Stored entries:
========================================================================
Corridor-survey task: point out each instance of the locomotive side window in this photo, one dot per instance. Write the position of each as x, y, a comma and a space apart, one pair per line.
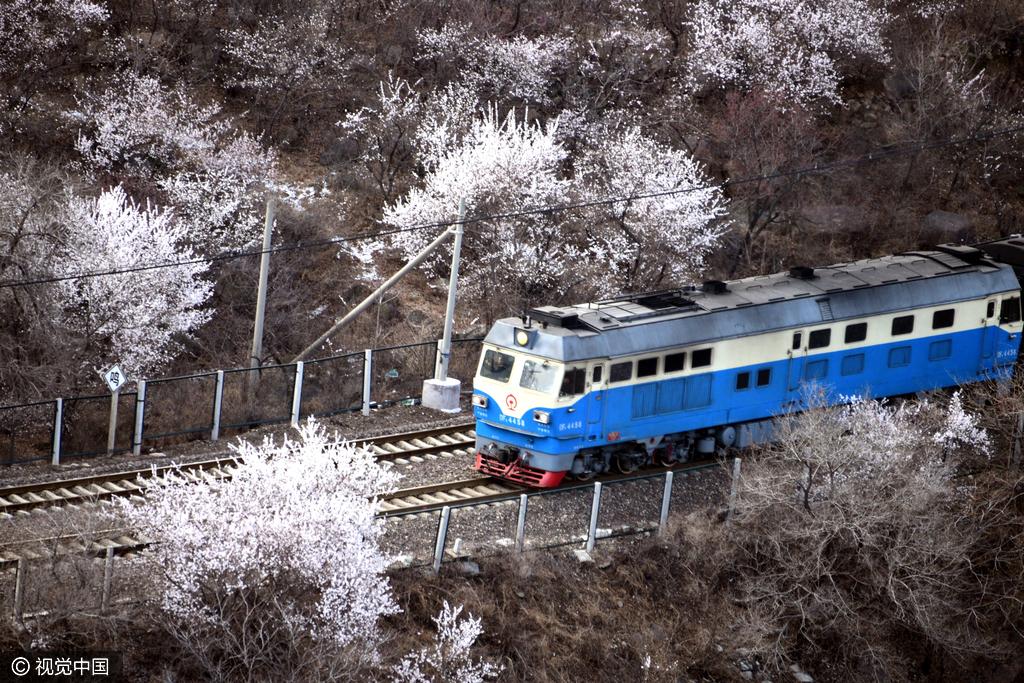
539, 376
647, 367
856, 332
573, 382
497, 366
700, 357
902, 325
819, 338
675, 361
943, 318
1010, 311
621, 372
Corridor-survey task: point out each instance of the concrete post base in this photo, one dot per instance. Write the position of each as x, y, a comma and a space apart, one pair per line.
442, 394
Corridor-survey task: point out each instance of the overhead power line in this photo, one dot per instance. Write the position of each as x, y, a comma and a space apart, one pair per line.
871, 157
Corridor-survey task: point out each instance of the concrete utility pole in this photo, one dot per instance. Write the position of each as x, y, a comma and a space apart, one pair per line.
264, 267
453, 287
441, 392
366, 303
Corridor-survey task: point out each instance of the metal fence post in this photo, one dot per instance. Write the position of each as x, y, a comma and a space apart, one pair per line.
594, 511
297, 393
732, 491
368, 379
104, 601
19, 587
218, 397
441, 538
57, 430
666, 501
136, 442
520, 529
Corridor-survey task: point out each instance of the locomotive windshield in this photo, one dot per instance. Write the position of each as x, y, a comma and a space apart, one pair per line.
497, 366
540, 376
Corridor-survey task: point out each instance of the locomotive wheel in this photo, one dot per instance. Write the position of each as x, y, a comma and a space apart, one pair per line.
626, 463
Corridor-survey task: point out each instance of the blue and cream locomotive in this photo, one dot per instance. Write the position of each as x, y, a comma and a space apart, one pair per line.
664, 376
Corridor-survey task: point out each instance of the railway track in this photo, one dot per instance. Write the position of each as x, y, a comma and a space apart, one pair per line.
400, 449
406, 502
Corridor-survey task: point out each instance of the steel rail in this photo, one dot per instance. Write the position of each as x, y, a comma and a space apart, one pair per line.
401, 449
397, 504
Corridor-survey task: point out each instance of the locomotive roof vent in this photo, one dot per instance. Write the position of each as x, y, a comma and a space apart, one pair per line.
714, 287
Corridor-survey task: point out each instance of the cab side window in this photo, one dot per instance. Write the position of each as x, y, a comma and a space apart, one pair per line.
1010, 311
573, 382
621, 372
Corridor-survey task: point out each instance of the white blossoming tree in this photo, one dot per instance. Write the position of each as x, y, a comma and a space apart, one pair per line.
451, 657
212, 176
644, 243
499, 166
852, 527
792, 48
519, 68
274, 573
135, 318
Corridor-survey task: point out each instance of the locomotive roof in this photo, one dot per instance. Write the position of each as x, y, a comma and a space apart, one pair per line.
802, 297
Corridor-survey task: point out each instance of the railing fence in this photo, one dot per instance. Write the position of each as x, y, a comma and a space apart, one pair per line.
205, 406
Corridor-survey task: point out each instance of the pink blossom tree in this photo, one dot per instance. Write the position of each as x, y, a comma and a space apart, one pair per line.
519, 68
451, 657
137, 318
275, 572
212, 175
791, 48
646, 242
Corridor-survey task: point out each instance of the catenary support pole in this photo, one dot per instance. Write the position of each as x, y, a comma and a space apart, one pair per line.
104, 600
57, 430
264, 268
19, 587
595, 510
297, 393
368, 379
441, 538
112, 428
218, 398
663, 521
1015, 459
136, 441
366, 303
520, 528
453, 289
732, 489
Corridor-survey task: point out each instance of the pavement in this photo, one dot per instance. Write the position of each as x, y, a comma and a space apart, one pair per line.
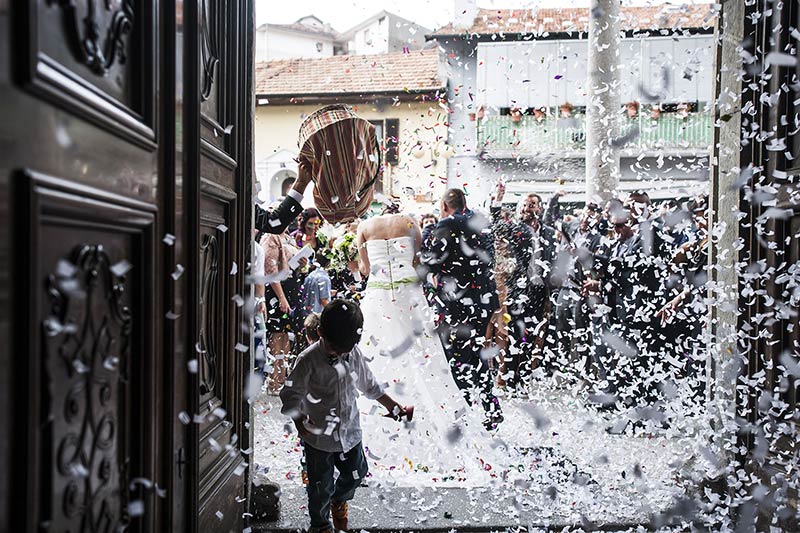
592, 479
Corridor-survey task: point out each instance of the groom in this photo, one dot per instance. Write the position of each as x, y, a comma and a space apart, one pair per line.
459, 253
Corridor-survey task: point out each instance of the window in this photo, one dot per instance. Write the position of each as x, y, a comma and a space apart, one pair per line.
387, 132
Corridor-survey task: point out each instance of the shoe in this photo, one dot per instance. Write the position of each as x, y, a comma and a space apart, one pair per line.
492, 421
339, 515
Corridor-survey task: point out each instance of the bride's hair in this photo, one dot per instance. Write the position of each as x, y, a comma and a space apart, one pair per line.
390, 208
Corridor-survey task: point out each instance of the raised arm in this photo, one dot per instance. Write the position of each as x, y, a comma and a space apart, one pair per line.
363, 257
277, 220
416, 235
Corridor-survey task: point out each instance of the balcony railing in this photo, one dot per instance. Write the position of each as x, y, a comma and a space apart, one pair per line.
499, 136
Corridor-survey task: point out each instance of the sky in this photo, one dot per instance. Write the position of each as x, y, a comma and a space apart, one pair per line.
344, 14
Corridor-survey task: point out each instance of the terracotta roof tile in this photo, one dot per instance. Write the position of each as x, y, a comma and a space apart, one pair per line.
537, 21
417, 71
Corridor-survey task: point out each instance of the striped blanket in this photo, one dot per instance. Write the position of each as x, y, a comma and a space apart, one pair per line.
345, 160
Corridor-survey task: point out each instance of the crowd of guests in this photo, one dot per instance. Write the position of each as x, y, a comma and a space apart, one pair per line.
610, 296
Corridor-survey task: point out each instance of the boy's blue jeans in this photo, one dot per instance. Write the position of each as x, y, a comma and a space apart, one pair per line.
322, 491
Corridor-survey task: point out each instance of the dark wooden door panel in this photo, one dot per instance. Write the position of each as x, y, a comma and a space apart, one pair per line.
94, 59
90, 255
125, 166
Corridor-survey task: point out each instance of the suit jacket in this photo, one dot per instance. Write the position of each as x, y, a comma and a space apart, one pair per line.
631, 285
460, 252
278, 219
521, 237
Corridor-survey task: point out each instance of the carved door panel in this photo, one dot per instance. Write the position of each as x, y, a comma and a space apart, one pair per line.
124, 168
222, 103
81, 317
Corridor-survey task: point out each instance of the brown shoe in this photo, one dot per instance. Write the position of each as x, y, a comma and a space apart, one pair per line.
339, 515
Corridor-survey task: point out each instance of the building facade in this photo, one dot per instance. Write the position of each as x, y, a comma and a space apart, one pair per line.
383, 33
307, 37
518, 94
400, 93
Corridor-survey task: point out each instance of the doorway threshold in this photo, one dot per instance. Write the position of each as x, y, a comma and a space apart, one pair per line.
433, 510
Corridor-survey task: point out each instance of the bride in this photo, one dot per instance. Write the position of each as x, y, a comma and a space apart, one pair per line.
445, 443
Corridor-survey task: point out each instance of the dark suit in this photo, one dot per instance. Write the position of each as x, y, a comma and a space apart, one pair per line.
278, 219
527, 298
630, 289
459, 252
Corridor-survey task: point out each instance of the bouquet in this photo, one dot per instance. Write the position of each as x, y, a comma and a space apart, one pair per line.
344, 251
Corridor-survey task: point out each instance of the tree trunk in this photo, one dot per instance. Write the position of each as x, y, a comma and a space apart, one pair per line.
603, 109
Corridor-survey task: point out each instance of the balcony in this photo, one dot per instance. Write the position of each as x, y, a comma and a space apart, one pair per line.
500, 137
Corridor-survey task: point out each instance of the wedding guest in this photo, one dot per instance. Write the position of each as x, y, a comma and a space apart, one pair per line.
327, 379
276, 220
428, 219
317, 286
459, 253
632, 109
311, 328
533, 247
260, 318
307, 230
284, 307
655, 112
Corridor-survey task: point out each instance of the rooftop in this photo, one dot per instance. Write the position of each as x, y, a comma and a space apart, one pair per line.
397, 72
561, 20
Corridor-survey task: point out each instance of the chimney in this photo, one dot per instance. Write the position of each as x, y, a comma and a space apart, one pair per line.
465, 13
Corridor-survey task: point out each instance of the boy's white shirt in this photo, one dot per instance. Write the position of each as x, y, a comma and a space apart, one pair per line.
325, 390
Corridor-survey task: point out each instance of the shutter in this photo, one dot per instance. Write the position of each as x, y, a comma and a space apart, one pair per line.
392, 140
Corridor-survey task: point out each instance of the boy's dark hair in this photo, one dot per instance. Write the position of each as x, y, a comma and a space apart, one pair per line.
455, 200
341, 323
311, 325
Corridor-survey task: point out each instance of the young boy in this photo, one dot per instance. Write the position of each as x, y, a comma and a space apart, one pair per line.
317, 287
320, 396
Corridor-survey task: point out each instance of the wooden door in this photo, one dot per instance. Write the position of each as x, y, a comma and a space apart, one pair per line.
220, 108
124, 186
770, 328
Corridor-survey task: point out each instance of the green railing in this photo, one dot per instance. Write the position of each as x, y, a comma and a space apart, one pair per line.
500, 136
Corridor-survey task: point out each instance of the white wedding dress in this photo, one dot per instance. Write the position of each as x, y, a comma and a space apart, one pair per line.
========================================================================
- WORK REQUEST
Taking the line that contains "Corridor-survey task: point out each instance of the chimney" as the first, reproduce every line through the end of the entries exactly.

- TASK OUTPUT
Corridor-survey task: point out each instance of the chimney in this photo, one dot per instance. Write the position of each as x, y, a comma and a space apart, one pair per line.
465, 13
Corridor-survey task: point out each instance of the boy's white shirt in this photo, one dot per instance. Write the position of each as x, y, a comma and a space apart, one pair per line.
325, 390
Corridor-survey task: point out each instance of the shutter in this photo, one dot per instance. Write the position of each as x, y, a comma and a space apart, one pair per line.
392, 140
Corridor-survey task: point out each instance of the boy's dark hair in this photo, one dot per instance. Write the position of each as x, y, a comma and a space apart, one pair per line.
455, 200
341, 323
311, 325
Corridor-survey task: point out each instance of the young boy in this photo, one dot per instance. Write the position of each as x, y, a comma and a space apart, one pair per line.
317, 287
320, 396
Corridor-survey task: point out each instance of the wooden door in this photo, one dot per instance. Write the position of each as x, y, a comma and a space apart, one pair per line.
220, 108
124, 186
770, 328
Corridor-survey task: point out each instance of the green railing in this photo, one dot per instance. Write the position of each as x, y, a comma and a space apart, one pair per line.
500, 136
Corridor-survey task: point out each instance of the white wedding dress in this photo, one dot per instance. Write the position of each as x, y, a comma and a space apart, one pair per line.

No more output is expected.